Task statement |
Turn every line in all of the items below into a numbered list, skipping any blank lines.

Dataset extracts labeled with boxes:
<<<<
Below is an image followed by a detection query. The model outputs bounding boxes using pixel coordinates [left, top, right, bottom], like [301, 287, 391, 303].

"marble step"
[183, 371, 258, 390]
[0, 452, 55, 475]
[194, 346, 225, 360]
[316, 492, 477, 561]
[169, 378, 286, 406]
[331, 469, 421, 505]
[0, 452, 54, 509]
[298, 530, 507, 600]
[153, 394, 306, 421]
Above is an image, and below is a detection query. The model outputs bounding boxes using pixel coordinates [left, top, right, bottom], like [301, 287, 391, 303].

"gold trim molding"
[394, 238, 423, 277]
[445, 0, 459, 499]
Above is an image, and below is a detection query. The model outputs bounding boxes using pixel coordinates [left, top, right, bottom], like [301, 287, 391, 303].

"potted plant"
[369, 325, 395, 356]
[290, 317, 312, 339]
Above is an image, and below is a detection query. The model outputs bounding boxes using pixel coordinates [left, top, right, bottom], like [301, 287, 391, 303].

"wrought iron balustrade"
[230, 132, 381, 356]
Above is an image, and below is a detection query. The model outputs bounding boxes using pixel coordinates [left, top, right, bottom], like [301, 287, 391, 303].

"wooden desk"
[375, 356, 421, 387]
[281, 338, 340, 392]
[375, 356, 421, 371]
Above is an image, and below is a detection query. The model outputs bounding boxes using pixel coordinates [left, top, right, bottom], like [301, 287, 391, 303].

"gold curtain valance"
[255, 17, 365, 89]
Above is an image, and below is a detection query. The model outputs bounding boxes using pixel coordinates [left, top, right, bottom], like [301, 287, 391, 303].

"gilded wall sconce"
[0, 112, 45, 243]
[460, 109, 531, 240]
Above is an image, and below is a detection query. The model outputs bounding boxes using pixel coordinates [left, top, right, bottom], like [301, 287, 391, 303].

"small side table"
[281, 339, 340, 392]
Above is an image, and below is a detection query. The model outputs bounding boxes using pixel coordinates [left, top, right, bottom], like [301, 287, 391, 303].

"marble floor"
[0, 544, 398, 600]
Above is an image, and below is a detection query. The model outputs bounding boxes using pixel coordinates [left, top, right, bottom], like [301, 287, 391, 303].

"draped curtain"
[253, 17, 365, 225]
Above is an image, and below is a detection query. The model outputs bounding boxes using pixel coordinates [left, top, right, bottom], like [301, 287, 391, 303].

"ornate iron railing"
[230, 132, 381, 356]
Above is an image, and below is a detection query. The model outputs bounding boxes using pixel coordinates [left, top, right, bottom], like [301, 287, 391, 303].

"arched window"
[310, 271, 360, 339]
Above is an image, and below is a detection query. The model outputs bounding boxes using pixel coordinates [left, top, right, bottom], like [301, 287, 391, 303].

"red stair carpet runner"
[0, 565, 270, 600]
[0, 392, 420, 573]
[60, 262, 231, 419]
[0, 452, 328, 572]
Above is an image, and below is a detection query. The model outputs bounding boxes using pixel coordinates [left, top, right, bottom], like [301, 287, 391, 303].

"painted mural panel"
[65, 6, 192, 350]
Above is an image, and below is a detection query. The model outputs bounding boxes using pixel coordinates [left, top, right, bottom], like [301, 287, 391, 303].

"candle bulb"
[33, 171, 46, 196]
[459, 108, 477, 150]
>>>>
Written answer |
1. Below is an image followed by a detection query. The model outputs bounding boxes using pixel coordinates [left, top, right, bottom], like [301, 287, 391, 303].
2. "marble step"
3. [183, 371, 258, 390]
4. [0, 452, 55, 475]
5. [194, 346, 225, 360]
6. [316, 492, 477, 561]
7. [169, 378, 286, 406]
8. [331, 469, 421, 505]
9. [0, 452, 54, 509]
10. [298, 530, 507, 600]
11. [153, 394, 306, 421]
12. Above is an image, and below is a detection query. The model outputs bounding boxes using pixel coordinates [left, top, right, bottom], like [301, 287, 391, 303].
13. "gold trim molding"
14. [394, 238, 423, 277]
15. [445, 0, 459, 499]
16. Above is an image, and below is a detection query. The model outputs bounding boxes using pixel coordinates [left, top, right, bottom], like [301, 287, 391, 303].
17. "potted plant"
18. [369, 325, 395, 356]
19. [290, 317, 312, 339]
20. Above is an image, and below is a detection query. The model outputs bounding boxes using pixel coordinates [left, top, right, bottom], like [301, 287, 391, 303].
21. "wrought iron balustrade"
22. [230, 132, 381, 356]
23. Above is an image, and below is a detection query. The model outputs bounding boxes using pixel coordinates [left, top, right, bottom], like [301, 287, 391, 303].
24. "wooden desk"
25. [375, 356, 421, 387]
26. [281, 338, 340, 392]
27. [375, 356, 421, 371]
28. Above is an image, and below is a detection query. The model outputs bounding boxes using pixel coordinates [left, top, right, bottom], like [301, 287, 391, 303].
29. "gold curtain valance"
30. [255, 17, 365, 89]
31. Above is an image, and below is a detection query. The model outputs bounding boxes using pixel coordinates [left, top, right, bottom], like [301, 287, 391, 303].
32. "gilded wall sconce"
33. [0, 112, 45, 243]
34. [460, 109, 531, 240]
35. Above is an image, and below is a detection query. The model outputs bounding boxes using pixel coordinates [left, top, right, bottom], like [301, 287, 391, 303].
36. "small side table"
37. [281, 339, 340, 392]
38. Above is an image, and below is a detection query. The model outputs bounding boxes using pixel coordinates [left, top, right, bottom], like [301, 287, 391, 303].
39. "marble floor"
40. [0, 544, 398, 600]
41. Above is an image, and below is a detection query. The model outputs bounding boxes using pixel coordinates [left, top, right, bottom], like [301, 287, 391, 303].
42. "draped curtain"
43. [253, 17, 365, 225]
44. Above is an image, and below is a detection query. The model outputs bounding boxes using pixel coordinates [left, top, right, bottom], like [301, 287, 391, 303].
45. "ornate iron railing"
46. [230, 132, 381, 356]
47. Above is an image, and below is a detection query. The model outputs bounding boxes using pixel coordinates [left, top, right, bottom], like [301, 287, 391, 303].
48. "arched window"
49. [310, 271, 360, 339]
50. Above is an image, and below is a detection query. The model outputs bounding boxes using pixel coordinates [left, top, right, bottom], like [301, 287, 391, 303].
51. "red stair carpet runner"
52. [0, 565, 270, 600]
53. [0, 392, 420, 573]
54. [60, 262, 231, 419]
55. [0, 452, 328, 572]
56. Above is an image, and below is a detection query. The model outputs bounding boxes using pixel coordinates [left, top, right, bottom], like [301, 287, 391, 303].
57. "painted mural panel"
58. [65, 6, 192, 350]
59. Above is an image, and below is a detection query. The model outputs bounding boxes using pixel coordinates [left, top, right, bottom], like [301, 287, 391, 303].
60. "candle bulb"
61. [33, 171, 46, 196]
62. [459, 108, 477, 150]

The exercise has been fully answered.